Entries supplied:
══════════════════════════════

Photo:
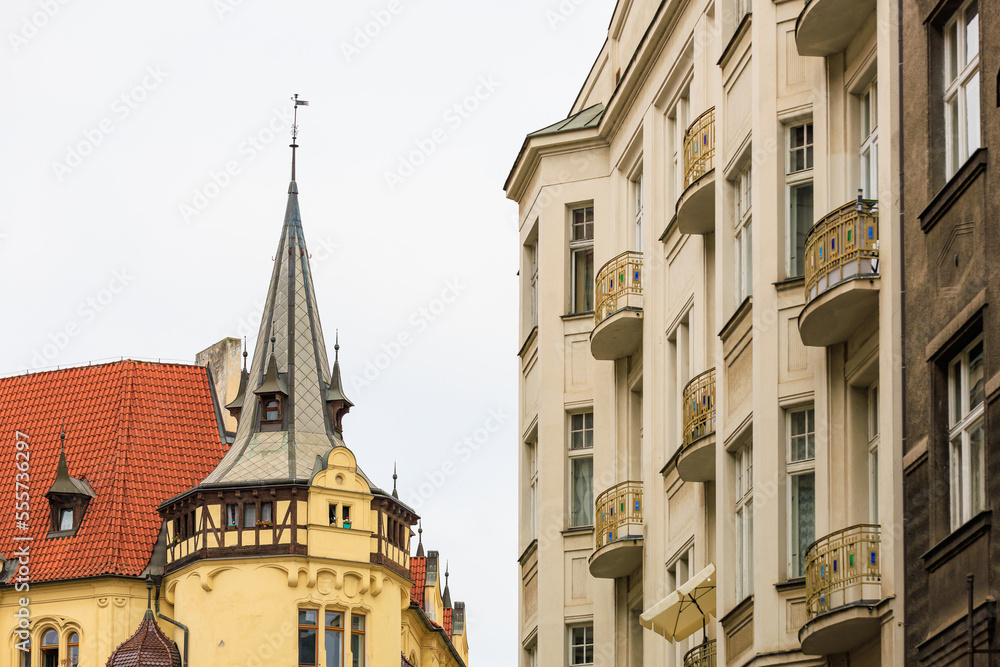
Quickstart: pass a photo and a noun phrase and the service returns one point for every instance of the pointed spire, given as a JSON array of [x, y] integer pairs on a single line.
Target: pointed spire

══════════════════════════════

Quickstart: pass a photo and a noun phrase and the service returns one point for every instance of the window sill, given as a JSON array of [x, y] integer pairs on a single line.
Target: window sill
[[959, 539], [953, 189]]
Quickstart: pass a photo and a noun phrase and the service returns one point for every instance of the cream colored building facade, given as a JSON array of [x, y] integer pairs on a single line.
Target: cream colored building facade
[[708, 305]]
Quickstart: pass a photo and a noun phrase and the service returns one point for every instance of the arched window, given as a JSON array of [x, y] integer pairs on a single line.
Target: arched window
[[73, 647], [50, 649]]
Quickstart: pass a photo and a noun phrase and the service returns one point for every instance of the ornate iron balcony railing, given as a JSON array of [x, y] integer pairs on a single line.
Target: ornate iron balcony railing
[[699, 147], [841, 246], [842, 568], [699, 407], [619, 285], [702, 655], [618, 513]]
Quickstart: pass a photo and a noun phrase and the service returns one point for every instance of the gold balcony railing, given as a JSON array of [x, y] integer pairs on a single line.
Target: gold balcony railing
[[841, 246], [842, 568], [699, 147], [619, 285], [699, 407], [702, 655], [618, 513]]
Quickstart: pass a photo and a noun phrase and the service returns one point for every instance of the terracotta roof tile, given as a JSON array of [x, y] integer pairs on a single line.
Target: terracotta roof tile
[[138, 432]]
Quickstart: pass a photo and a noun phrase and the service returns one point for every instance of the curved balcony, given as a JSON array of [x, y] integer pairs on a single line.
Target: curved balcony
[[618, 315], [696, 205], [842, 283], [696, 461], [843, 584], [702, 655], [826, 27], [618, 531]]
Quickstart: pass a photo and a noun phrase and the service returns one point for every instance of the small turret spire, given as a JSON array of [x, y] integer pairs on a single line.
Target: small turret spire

══════════════════════════════

What to do:
Please reproduce the item lines verbatim, from the line with "of the terracotta" up to and including the line with "Target: small turret spire".

Output for this task:
Quickstart: pass a photo and a noun phrase and the service returns one point for every instance of the terracotta roof tile, given as a JSON array of [x, y] integer pairs on a single line.
Target: terracotta roof tile
[[138, 432]]
Quickstart: pass a photo and a noun phrase and the service returns one point for every instance of the curved balcony, given as a JSON array of [x, y] integer pairs on a single line.
Target: curved balcony
[[618, 315], [696, 205], [842, 283], [696, 461], [843, 584], [702, 655], [826, 27], [618, 531]]
Quickstart: pass a photo and a noun phrase and the service returns one point for every instance of the small turret spire, given as a JSON array of [x, y] integer pairs on a single line.
Target: small turret spire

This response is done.